▶ **To be done**
Update the lines below starting at the one containing "Cam-trap alert: motion was detected. Identify toasted" and ending at the one containing "68, 135, 108, 150", changing "toasted pita wedge" to "grilled flatbread wedge" and leaving everything else unchanged. Return only those lines.

─── Records supplied ───

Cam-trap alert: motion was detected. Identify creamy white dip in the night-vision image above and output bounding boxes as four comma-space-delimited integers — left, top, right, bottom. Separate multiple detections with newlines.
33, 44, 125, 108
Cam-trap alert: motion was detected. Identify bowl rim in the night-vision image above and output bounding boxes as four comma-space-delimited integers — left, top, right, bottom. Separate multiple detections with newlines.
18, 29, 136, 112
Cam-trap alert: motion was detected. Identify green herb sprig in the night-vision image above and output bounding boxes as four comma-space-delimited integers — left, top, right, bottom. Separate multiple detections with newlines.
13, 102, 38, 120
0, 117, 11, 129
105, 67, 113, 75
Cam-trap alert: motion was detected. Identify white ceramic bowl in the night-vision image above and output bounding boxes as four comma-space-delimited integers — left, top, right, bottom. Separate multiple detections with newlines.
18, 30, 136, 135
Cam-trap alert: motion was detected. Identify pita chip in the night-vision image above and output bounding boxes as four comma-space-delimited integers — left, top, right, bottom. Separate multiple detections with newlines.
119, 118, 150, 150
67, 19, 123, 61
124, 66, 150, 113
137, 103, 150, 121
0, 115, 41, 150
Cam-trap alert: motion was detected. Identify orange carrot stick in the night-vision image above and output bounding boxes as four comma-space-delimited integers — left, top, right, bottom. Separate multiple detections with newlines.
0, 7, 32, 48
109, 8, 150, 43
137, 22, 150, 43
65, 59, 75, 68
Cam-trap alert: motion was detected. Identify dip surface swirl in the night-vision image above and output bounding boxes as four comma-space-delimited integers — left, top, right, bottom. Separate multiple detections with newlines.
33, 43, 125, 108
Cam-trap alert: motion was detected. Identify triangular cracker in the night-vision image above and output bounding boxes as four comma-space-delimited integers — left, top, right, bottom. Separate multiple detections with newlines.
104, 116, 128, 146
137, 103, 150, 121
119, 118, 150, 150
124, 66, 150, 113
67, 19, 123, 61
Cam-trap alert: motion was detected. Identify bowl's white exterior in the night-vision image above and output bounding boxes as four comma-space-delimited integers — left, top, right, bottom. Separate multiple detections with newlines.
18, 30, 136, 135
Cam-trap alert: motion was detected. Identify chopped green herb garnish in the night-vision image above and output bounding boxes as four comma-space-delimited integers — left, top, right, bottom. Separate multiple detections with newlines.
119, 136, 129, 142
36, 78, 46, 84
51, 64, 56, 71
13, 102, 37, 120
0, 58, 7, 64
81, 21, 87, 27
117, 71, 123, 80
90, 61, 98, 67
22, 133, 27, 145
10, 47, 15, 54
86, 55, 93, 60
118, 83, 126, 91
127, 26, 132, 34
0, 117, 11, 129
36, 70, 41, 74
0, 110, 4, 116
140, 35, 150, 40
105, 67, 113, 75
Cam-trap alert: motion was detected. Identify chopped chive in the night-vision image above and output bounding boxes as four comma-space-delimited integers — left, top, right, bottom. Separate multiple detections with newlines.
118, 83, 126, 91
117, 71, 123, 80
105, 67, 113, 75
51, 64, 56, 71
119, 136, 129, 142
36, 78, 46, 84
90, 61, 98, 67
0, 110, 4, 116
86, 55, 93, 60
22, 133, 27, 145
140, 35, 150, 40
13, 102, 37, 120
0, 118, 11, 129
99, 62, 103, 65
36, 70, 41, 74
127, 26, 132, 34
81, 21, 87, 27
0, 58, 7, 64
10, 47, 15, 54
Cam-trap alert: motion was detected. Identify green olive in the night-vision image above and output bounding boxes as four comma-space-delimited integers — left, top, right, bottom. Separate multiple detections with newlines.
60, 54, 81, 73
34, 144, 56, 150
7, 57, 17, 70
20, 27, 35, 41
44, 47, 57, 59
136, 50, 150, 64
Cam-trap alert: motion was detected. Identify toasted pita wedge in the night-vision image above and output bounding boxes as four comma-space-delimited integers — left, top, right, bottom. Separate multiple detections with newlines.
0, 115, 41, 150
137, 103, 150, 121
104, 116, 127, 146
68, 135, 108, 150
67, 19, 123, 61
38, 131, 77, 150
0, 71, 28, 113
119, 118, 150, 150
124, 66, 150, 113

───

▶ **The output**
Cam-trap alert: motion was detected. Identify grilled flatbread wedge in the night-vision image above and output bounding boxes as four comma-space-delimited integers — left, top, right, bottom. Separate multiple detections with newlines.
0, 115, 41, 150
137, 103, 150, 121
104, 116, 127, 146
68, 135, 108, 150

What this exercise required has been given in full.